— YOUR GOAL —
Using the material below, set down only the line containing "# mark the bird's breast, one" and the lines after it, unchanged.

• • • •

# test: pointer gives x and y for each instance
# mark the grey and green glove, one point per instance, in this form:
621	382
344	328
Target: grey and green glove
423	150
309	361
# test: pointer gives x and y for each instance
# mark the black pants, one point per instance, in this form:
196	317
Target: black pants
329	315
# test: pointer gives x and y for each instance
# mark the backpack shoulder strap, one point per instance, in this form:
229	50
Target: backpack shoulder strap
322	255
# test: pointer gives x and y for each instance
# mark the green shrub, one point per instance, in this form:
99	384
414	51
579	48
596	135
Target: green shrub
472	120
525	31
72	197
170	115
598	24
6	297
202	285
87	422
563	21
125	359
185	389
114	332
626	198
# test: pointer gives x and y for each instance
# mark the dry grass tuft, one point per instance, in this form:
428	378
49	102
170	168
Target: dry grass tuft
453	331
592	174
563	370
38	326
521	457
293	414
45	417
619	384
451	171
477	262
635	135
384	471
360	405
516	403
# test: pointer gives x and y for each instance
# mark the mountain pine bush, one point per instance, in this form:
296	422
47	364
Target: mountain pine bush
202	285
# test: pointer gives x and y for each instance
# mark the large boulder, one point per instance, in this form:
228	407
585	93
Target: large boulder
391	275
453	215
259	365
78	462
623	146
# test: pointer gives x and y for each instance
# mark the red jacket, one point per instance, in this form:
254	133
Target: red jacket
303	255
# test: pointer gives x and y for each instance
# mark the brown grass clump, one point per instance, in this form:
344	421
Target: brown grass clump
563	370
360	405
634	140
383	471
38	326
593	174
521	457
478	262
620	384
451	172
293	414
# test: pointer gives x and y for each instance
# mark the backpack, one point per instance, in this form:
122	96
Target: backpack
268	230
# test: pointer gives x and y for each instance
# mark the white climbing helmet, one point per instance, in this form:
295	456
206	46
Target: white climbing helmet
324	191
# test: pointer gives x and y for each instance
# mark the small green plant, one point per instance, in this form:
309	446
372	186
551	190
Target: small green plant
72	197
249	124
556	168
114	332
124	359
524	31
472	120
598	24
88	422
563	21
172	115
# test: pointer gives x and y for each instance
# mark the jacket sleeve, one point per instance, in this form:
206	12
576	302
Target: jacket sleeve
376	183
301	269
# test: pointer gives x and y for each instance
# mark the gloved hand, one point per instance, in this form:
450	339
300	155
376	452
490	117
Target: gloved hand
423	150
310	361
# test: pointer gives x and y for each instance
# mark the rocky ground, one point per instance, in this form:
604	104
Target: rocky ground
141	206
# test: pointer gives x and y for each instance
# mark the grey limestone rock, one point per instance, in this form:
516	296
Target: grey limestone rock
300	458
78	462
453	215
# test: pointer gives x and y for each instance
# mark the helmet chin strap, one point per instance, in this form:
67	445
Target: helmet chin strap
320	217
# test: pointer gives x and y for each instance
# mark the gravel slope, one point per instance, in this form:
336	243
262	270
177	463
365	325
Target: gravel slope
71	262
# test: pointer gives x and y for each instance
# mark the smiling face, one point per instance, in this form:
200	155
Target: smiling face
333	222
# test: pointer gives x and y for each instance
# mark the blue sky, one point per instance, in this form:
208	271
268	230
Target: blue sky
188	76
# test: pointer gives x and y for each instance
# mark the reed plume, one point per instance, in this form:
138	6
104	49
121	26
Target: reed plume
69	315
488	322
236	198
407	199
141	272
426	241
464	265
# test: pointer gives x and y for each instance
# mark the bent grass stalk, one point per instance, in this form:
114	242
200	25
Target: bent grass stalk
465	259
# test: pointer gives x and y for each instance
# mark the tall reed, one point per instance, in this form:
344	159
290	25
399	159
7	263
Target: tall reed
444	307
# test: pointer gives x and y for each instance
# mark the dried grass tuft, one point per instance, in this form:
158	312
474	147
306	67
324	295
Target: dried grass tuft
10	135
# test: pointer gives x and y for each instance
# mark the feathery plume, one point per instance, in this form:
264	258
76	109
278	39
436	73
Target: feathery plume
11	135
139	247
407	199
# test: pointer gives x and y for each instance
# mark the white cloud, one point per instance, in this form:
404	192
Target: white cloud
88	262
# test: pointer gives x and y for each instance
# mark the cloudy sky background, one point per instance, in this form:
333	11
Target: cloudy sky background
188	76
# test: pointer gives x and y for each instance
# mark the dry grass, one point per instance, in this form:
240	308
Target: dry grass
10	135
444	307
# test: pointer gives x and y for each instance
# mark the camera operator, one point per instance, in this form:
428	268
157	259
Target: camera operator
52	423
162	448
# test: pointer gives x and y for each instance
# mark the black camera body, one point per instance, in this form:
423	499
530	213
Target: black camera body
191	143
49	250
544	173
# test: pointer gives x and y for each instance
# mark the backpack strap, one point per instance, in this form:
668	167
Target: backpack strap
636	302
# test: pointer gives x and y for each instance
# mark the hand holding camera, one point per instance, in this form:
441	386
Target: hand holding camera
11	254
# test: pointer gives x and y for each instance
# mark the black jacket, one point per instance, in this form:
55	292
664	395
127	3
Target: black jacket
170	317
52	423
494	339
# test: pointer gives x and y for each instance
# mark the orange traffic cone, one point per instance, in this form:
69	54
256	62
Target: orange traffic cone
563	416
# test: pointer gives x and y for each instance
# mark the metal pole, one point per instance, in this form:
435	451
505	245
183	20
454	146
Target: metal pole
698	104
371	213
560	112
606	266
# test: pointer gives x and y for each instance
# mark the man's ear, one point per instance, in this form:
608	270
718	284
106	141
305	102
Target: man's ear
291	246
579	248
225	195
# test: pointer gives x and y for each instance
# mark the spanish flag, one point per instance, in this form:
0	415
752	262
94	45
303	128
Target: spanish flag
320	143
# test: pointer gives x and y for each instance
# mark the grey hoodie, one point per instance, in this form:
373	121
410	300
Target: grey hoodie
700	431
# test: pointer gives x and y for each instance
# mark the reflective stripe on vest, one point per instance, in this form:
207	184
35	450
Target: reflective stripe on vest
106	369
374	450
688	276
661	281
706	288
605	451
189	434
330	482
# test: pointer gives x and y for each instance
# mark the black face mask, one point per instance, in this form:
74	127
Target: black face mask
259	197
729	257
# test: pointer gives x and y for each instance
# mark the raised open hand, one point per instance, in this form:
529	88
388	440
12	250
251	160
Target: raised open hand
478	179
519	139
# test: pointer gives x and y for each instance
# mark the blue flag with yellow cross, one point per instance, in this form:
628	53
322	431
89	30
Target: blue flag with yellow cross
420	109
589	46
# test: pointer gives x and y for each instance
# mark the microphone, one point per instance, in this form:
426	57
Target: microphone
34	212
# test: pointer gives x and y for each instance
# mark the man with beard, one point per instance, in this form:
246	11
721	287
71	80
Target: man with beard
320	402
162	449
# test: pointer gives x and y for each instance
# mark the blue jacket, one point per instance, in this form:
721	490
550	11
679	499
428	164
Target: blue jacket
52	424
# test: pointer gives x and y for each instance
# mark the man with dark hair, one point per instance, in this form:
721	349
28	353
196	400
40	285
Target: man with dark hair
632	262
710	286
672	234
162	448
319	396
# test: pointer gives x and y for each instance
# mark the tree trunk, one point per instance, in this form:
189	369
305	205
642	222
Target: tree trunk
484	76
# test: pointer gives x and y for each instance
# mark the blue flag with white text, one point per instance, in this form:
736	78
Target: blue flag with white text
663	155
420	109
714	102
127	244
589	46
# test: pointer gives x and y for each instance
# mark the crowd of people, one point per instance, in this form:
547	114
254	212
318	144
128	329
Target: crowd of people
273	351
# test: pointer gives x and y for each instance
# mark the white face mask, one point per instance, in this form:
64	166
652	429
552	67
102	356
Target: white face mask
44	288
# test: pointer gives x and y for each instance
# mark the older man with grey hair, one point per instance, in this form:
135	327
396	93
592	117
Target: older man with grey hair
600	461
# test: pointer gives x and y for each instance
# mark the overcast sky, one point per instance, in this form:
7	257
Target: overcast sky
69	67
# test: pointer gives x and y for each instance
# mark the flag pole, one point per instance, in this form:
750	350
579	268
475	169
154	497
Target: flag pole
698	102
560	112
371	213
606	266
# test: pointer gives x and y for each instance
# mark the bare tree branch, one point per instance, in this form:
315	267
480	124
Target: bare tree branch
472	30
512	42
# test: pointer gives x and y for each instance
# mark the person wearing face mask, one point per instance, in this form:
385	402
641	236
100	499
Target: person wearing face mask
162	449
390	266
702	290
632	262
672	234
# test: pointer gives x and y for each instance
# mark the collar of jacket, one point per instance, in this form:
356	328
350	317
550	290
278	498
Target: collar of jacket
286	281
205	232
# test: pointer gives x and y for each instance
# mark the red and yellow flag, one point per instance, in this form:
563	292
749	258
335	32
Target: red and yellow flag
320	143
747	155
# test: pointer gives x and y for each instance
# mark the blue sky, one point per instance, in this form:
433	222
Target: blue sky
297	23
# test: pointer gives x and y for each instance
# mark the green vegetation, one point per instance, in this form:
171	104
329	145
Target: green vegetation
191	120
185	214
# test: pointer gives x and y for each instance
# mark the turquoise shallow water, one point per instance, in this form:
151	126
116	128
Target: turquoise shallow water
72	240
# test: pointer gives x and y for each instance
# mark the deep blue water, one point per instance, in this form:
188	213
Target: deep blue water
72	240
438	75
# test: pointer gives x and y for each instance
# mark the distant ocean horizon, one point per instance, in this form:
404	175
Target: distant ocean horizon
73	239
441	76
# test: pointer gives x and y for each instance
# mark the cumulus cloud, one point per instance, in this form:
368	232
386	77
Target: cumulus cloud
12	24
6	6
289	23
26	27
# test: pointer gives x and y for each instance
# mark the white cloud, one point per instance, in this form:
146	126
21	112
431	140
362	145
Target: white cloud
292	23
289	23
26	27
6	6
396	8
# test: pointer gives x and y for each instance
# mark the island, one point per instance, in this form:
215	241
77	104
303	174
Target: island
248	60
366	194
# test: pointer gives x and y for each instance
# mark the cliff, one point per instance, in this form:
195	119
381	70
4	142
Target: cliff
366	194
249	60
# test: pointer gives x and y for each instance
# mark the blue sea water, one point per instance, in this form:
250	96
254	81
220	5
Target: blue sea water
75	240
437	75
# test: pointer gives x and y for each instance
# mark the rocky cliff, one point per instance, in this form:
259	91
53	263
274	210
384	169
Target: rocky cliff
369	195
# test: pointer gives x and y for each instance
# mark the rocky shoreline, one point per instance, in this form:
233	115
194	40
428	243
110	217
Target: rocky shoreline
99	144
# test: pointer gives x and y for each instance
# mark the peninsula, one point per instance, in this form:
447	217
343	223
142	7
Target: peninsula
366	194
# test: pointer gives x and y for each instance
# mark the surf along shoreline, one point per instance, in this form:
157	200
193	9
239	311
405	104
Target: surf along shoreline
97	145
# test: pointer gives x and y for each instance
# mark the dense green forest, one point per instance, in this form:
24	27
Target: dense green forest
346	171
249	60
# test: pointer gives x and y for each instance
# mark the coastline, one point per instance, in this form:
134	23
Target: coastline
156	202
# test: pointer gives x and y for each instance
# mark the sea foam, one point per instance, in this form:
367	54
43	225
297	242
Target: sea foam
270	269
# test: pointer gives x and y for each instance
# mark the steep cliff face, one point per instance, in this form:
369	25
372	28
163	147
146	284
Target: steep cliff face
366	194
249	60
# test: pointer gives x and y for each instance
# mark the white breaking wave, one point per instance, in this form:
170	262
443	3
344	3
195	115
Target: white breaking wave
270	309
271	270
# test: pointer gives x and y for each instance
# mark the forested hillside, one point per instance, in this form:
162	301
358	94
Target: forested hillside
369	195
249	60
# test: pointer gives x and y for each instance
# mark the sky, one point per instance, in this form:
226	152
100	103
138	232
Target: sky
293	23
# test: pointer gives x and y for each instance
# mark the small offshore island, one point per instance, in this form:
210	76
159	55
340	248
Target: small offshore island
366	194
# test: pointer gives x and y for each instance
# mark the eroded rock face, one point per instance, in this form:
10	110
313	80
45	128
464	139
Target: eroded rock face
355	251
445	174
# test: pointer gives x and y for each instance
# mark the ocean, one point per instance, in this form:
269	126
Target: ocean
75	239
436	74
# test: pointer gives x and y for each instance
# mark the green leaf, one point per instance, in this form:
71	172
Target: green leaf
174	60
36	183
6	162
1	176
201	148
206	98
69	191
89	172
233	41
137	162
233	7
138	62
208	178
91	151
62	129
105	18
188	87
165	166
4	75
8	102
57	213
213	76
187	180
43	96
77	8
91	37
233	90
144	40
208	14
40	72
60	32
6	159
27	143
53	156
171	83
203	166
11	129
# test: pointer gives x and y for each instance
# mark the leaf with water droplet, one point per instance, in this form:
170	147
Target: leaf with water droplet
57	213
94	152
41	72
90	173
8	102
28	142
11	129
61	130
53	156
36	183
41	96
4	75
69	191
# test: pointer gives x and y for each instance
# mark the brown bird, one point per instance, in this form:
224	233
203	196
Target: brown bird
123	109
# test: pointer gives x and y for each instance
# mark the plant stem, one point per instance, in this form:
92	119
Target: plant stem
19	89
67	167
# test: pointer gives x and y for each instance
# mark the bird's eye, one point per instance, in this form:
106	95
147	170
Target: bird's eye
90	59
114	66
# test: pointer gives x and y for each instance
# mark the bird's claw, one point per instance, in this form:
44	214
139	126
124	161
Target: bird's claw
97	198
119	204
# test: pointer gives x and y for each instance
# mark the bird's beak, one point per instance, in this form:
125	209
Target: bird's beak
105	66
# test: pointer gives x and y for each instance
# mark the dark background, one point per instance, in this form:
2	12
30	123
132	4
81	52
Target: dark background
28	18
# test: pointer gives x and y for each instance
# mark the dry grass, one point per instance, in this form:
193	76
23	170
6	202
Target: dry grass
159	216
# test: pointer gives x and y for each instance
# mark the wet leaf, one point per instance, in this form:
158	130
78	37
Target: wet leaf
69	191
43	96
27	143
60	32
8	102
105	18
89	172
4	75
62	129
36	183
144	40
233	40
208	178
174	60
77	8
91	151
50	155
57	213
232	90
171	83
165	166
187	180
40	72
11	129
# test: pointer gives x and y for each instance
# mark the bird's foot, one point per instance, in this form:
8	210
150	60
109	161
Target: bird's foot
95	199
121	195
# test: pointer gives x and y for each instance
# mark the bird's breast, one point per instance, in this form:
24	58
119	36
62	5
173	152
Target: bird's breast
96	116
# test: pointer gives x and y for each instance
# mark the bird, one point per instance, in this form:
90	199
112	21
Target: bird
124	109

• • • •

— OUTPUT OF THE TASK —
# mark the bird's breast, one point per instance, in this form:
24	58
119	36
62	5
173	152
Target: bird's breast
96	116
# test: pointer gives x and y for each instance
# mark the bird, one point per instance, in this form:
90	199
112	21
Target: bird
124	109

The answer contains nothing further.